→ SOURCE TEXT
Day 8 Monday 7/2/22, Avoca to Great Western, hot 31
Last night The Prado’s were worried that their hot water service was giving problems. Later Elle noticed that the fridge was leaking water. This morning the stove wouldn’t light…uh oh the gas bottle was empty. As Elle said, “Like hello”. And then as we drive off The Prado’s tell us that I’ve left the roof hatch open. You’d reckon we were new to this caper wouldn’t you?
It’s a lovely drive through the hamlets of Amphitheatre and Elmhurst to Ararat, acres of wheatfields and old volcanoes. We grab a few necessities at Aldi in Ararat which kindly provides caravan parking on the road out front.
Westwards we go again to the little town with a big name, Great Western. This time we don’t see the town as we turn off beforehand to the racecourse and recreation reserve which is located behind Seppelts Great Western cellars. Great Western made the news only a few weeks ago when 20 cars were burnt in a fire at the annual race day. We pull in and two charred cars are on our left. We wait for volunteer Wendy to drop in and show us the ropes. There are some good sites with power and water is only a gallop away. We have a shady spot with views across the straight to the Grampians/ Gariwerd. Then we stuff around a lot, as we always do when there’s a choice of sites, even parking too far from the power box.


After gulping down a quick lunch we toddle through the back gate and into Seppelts winery. We were here in 2019 on our ‘Up the Guts’ trip to Darwin which ended in disaster when the car blew its engine a day later and nowhere near Darwin. As we walk in the cellar door we realise that we have only one mask between the 3 of us. Woody, being the fit one scampers back to the van to grab a few spares.

(Named object pointing entries)
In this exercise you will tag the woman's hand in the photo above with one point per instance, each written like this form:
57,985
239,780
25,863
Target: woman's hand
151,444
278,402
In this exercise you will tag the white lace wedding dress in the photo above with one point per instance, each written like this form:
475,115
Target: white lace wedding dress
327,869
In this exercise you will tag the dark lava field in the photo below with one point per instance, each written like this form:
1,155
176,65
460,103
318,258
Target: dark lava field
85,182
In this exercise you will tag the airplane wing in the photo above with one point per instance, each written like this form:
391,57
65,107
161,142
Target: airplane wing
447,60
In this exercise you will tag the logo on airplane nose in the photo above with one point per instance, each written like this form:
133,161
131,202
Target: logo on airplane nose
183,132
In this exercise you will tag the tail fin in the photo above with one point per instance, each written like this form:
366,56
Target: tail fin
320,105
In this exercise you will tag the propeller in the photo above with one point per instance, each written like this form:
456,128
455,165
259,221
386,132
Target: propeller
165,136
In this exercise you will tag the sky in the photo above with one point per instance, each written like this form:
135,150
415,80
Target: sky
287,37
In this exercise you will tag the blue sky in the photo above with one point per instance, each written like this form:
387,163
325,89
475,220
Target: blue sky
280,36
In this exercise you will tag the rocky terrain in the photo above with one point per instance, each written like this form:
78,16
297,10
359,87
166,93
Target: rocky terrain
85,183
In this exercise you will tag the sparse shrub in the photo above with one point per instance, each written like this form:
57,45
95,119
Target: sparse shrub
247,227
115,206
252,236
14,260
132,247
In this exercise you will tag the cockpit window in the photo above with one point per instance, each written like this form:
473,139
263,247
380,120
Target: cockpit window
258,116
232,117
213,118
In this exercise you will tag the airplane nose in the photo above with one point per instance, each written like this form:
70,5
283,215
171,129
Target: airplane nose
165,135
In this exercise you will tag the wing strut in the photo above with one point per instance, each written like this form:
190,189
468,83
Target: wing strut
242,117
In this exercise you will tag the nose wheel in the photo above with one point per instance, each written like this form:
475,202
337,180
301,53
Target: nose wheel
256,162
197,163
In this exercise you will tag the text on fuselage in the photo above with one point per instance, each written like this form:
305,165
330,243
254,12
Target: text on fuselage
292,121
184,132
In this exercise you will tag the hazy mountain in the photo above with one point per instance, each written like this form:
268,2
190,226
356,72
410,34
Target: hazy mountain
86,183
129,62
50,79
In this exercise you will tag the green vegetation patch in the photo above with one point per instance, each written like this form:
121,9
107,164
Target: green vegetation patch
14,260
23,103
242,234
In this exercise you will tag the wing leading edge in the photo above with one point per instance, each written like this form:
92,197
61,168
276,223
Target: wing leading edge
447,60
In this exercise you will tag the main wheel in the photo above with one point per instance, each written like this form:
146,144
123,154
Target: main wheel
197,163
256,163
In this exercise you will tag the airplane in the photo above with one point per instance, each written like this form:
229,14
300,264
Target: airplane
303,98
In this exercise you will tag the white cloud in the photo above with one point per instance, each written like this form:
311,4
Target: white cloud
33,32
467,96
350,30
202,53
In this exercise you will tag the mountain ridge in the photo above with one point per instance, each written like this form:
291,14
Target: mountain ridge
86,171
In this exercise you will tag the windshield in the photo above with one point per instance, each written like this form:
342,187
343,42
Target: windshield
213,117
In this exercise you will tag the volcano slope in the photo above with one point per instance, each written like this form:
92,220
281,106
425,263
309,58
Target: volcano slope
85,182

→ PROBLEMS TO SOLVE
A – List every place that the travel diary places on the day's route, from the starting town to the destination, in the order they come.
B – Translate this sentence from the travel diary into French: "It’s a lovely drive through the hamlets of Amphitheatre and Elmhurst to Ararat, acres of wheatfields and old volcanoes."
C – Carry on the travel diary in the same voice, starting after the sentence about Woody going back to the van for spare masks.

→ TASK-BY-TASK RESULTS
A – Avoca, Amphitheatre, Elmhurst, Ararat, Great Western

B – C’est une belle route à travers les hameaux d’Amphitheatre et d’Elmhurst jusqu’à Ararat, avec des acres de champs de blé et d’anciens volcans.

C –
The tour is brilliant, but it is disappointing to learn that they no longer process or store wines here, all that is done in South Australia. Boardroom decisions no longer involve passion, romance or history it seems. Seppelts Great Western is synonymous with sparkling wines and the underground cellars or drives as they are known were dug by gold miners. The winery has been here since 1865 when it was established by Best brothers. These days Best Wines are known for their vineyard on the other side of town. Without going into a lot of who bought what and when history, the business at one time was owned by Hans Irvine who employed Charles Pierlot a winemaker from the House of Pommery to produce champagne-style wines. Thus, it was here in 1890 that Australian drinking history was to become unique. The drives were extended to 3 kilometres but they weren’t growing the right grapes for ‘champagne’. Pierlot experimented with the shiraz grapes on hand instead and the rest was history. Oh, thank you Charles Pierlot for creating a foaming drop that just screams ‘Christmas in Summer’. Seppelts as it later became known went on to become a household name for sparkling wines both white and red.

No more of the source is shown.